*** Records shown

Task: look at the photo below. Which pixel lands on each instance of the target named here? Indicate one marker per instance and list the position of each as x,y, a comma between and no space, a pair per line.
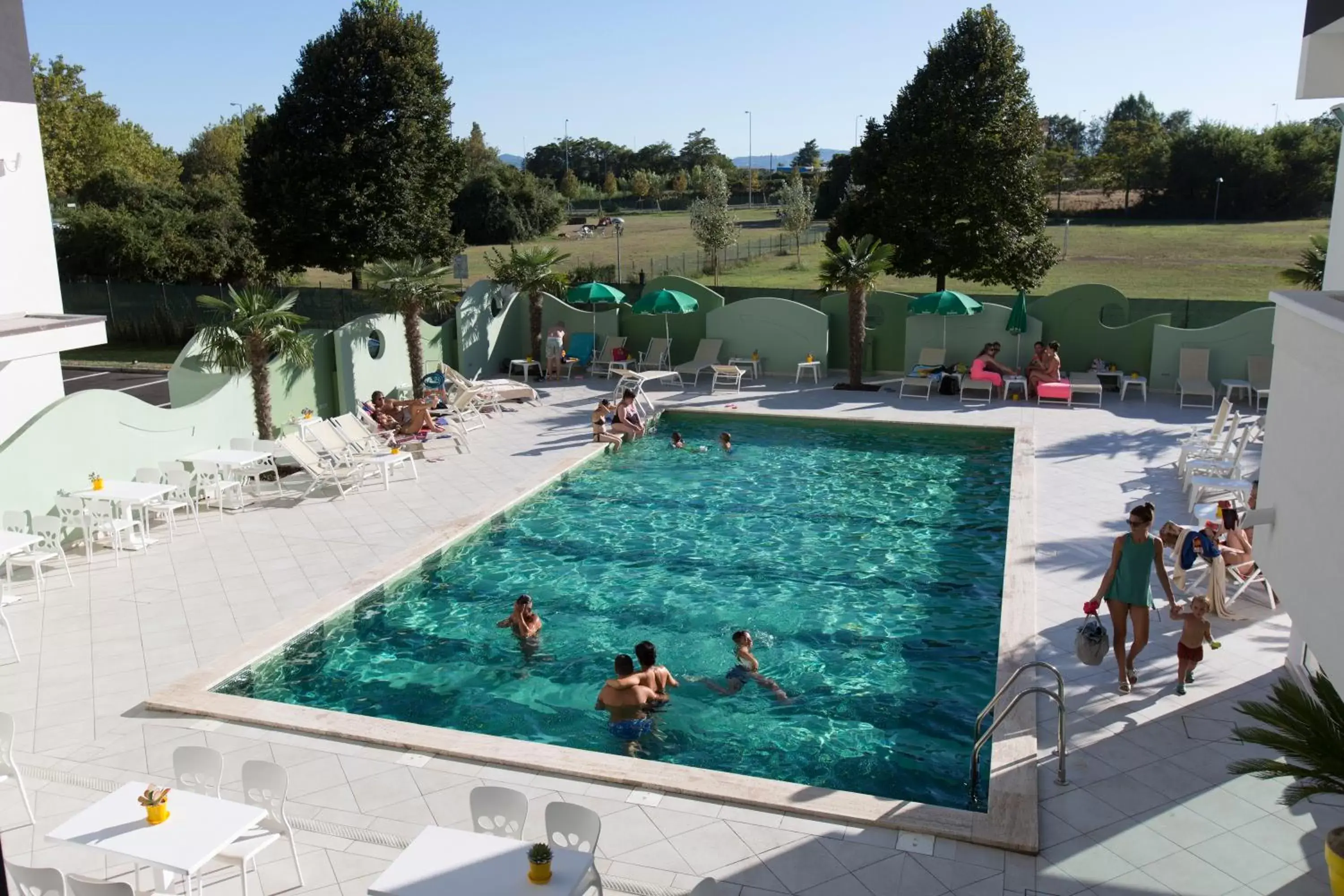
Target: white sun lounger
706,357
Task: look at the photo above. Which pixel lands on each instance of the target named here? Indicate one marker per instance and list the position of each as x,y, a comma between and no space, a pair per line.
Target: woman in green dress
1128,590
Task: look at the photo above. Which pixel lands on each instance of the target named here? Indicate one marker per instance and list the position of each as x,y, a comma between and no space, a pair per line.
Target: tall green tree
808,158
949,178
358,162
409,288
855,268
797,206
714,226
533,272
249,328
84,135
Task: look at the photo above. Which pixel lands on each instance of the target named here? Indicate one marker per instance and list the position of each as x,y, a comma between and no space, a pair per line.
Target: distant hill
762,159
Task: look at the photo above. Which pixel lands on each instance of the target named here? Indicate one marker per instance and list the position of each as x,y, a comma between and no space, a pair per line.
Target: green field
1237,261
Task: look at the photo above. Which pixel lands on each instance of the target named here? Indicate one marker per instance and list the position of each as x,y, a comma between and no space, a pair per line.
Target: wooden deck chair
916,385
1193,378
1258,369
603,363
706,357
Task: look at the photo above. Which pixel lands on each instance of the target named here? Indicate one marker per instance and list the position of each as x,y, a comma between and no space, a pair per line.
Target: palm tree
533,271
253,327
1311,267
410,288
855,268
1307,728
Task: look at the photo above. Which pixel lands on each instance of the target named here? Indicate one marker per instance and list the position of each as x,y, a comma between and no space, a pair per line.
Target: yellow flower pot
1335,860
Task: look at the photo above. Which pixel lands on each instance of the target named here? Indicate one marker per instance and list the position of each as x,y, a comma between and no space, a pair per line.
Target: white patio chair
167,507
213,485
322,470
605,358
1258,371
105,520
1193,378
922,385
706,357
726,377
73,516
498,810
573,827
656,357
10,769
198,770
35,882
264,785
46,551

******

• _Written exercise_:
Quote every entry exactly, with the pictures omitted.

• _Full solution_:
Task: look at the photo below. Which pixel lands on each instance of the target named here? Indicate one marker per instance and list the position of each as x,y, a comma between and no space, a pair per line.
Target: white sun lounger
706,357
Task: look at the photo above. Which pixel lands on each instance of the target named here? Indicate one marker per instance and list the position of each as x,y, a comma between and no space, a pair per line.
Target: woman in green dress
1128,590
Task: look at the photo above. Which pixel lands on each instance of the target named here? Indicate one marker per instance and list the position of each as x,y, a comma between and no space, a pair per line.
Target: tall green tree
808,158
949,178
358,162
409,288
855,268
797,206
714,226
533,272
249,328
84,135
Task: look at the photo above. Which pixel lands on each instance of the target named here? Indicate one marker per instance and list the position of each as x,y, a comma between and no space, a pair per line.
Target: distant hill
762,159
Task: look at the photo above. Which pixel lands on each instance of the target named here? Indicate one marker per instance and list the position of each as x,y, a comma between and no space, a pair per line.
Target: green field
1237,261
Task: look at the photo above. Which pixel lands on each instance of the target named here? Indicate one marker per instance and list the position of each as x,y, a comma between and no space, a pair per line.
Target: wooden deck chair
916,385
1193,378
1258,369
603,363
706,357
Task: look at the photo above. Which pixel lands on each instance of the target named here? Indicate one marker per instance and list the position of each as x,y, a comma between and no space, a pair per line.
Target: palm tree
533,271
253,327
1311,267
410,288
855,268
1307,728
Task: look at the photo above. Which pixel lands on each instance of the target named here? Indicate one marker per instance and list the position of each as x,y, a comma between and no space, a pair per line.
Target: yellow flower pot
1335,860
Task: look at the photo above. Which pixel lands on each instance of the target named here? Indicate one marker per instance and list the position of each as x,y, a comma between and no space, a pair per line.
Target: white patio chair
167,507
213,485
322,470
605,358
1258,371
105,520
1193,378
922,385
706,357
726,377
73,516
498,810
573,827
656,357
10,769
198,770
35,882
264,785
46,551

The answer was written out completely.